The problem:
Count the rows below that contain the string "canopy", with case counting, and give only the number.

Location annotation dataset excerpts:
□ □ □

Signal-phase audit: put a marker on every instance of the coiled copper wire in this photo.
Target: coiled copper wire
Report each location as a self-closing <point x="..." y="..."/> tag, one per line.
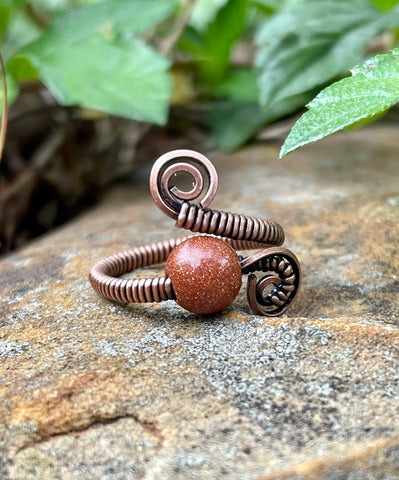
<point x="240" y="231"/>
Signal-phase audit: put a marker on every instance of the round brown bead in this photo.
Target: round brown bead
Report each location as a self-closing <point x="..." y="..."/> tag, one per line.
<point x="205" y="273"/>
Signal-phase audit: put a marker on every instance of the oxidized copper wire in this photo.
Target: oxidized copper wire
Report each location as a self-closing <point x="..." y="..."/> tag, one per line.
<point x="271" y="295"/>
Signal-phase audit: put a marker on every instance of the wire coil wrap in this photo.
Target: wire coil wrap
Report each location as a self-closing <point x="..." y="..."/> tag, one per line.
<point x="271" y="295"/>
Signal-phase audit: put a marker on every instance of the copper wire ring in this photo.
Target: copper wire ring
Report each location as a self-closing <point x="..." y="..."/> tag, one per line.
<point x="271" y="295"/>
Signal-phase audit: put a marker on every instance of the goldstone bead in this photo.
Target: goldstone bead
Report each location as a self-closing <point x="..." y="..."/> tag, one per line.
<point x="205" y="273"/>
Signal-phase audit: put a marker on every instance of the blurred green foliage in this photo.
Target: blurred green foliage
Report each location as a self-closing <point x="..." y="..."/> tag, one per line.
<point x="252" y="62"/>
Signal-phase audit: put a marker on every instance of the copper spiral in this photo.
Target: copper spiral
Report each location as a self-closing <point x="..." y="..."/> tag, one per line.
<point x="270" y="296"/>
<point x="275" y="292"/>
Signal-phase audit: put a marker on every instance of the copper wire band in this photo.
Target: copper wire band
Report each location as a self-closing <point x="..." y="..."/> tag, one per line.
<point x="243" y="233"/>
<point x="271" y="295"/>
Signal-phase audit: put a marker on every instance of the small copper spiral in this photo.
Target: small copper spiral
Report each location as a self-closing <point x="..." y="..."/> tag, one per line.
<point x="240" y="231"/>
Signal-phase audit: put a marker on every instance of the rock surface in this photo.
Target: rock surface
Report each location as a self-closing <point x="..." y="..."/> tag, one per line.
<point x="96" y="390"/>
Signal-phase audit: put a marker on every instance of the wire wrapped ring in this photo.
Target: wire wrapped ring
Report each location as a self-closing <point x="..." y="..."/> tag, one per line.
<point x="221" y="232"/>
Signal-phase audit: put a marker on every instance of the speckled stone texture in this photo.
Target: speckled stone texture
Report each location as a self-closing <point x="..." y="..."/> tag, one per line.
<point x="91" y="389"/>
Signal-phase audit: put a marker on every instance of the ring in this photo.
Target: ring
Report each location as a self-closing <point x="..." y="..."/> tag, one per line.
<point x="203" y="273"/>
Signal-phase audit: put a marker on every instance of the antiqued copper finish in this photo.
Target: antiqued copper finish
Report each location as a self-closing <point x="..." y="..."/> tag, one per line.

□ □ □

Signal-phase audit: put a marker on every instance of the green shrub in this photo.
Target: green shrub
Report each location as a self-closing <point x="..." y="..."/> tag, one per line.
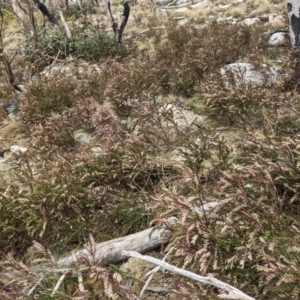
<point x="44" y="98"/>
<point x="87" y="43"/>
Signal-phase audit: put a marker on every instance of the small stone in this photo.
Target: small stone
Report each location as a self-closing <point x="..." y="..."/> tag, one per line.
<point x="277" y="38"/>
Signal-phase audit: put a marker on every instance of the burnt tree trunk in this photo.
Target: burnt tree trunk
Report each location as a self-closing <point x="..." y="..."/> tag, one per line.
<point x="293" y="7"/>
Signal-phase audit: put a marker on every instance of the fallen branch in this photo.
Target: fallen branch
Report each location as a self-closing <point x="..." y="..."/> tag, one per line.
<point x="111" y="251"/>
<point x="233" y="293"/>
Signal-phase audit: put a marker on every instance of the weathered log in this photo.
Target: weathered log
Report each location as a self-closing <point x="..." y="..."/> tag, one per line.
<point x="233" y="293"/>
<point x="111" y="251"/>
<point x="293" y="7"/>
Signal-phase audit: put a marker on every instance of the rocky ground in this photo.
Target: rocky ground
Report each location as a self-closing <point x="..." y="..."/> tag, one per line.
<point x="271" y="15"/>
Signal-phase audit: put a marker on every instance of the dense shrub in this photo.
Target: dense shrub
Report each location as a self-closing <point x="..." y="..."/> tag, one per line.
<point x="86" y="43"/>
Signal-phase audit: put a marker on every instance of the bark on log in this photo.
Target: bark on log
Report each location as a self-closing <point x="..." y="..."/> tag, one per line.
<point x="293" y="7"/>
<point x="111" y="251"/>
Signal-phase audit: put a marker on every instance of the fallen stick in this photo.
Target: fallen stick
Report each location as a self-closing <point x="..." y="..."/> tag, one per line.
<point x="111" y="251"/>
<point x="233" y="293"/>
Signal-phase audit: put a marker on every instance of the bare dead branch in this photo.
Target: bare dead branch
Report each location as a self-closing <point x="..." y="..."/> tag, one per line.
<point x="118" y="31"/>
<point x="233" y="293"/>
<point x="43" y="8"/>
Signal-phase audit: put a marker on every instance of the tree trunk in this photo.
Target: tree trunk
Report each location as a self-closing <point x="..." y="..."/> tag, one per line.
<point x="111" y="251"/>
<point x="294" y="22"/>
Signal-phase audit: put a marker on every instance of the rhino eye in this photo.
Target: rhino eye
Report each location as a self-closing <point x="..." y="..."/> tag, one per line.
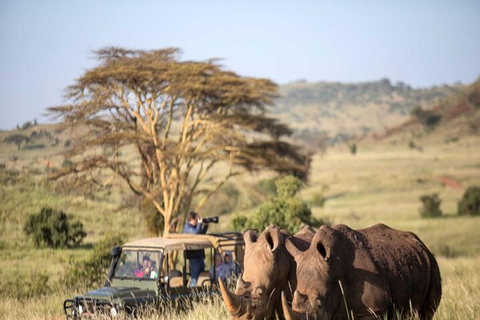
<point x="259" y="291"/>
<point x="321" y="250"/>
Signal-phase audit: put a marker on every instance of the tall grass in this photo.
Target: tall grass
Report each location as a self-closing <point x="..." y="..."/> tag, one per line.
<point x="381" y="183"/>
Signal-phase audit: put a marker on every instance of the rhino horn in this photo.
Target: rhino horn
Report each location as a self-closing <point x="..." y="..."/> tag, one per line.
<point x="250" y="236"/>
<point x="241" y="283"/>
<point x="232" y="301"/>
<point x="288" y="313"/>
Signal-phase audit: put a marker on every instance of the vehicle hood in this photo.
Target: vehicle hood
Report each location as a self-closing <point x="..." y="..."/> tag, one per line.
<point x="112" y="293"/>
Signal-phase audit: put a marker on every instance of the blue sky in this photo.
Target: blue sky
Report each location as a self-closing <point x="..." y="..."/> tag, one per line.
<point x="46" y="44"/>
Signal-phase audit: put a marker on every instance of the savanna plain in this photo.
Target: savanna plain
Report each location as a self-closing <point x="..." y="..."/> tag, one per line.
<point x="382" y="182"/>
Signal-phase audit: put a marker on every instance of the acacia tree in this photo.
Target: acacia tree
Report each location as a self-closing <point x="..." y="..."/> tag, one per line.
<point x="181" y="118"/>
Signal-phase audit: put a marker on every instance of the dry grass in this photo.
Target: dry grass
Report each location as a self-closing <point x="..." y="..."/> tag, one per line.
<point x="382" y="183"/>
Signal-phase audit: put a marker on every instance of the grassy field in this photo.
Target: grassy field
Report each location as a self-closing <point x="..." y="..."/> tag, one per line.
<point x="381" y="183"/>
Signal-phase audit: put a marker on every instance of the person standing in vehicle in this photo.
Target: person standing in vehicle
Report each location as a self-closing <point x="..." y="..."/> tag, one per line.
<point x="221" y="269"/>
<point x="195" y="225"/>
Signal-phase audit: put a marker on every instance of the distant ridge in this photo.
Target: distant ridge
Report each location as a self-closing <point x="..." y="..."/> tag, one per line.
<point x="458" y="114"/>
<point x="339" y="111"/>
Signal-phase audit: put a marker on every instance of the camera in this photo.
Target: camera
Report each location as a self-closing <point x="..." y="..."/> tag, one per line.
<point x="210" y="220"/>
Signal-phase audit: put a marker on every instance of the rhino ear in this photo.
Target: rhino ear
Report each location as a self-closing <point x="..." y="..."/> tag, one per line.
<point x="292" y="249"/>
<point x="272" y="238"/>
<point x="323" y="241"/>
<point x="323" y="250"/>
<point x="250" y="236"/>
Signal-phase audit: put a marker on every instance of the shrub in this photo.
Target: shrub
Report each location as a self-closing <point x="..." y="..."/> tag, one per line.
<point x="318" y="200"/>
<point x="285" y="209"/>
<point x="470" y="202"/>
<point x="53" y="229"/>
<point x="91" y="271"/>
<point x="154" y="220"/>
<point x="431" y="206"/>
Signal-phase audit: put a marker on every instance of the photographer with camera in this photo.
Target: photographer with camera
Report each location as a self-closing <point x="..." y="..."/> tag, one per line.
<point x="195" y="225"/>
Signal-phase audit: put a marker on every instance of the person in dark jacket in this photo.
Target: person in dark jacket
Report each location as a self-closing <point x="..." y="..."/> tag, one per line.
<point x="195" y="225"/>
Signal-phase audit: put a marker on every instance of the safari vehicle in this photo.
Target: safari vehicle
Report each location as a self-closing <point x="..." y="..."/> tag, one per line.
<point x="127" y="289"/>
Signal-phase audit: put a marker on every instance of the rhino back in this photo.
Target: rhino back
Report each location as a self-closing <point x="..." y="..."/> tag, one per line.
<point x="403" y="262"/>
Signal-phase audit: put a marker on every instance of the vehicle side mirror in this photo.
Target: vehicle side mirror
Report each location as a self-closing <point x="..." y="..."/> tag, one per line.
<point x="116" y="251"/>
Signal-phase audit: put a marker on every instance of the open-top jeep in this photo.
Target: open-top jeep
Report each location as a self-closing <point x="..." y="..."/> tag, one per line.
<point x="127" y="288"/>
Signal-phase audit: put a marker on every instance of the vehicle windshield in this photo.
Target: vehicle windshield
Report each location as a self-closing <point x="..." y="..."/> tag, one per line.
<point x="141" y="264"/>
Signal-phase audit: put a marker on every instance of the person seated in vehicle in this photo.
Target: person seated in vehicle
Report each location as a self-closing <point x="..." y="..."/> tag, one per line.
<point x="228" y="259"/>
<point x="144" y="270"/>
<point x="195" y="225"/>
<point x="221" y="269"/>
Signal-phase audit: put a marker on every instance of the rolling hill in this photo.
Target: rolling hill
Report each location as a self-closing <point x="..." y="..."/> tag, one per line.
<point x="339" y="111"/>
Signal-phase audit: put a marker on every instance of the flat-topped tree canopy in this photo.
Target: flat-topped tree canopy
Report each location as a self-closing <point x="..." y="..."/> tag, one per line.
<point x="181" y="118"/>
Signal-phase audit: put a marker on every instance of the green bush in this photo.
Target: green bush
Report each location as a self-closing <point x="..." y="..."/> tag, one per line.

□ □ □

Complete output:
2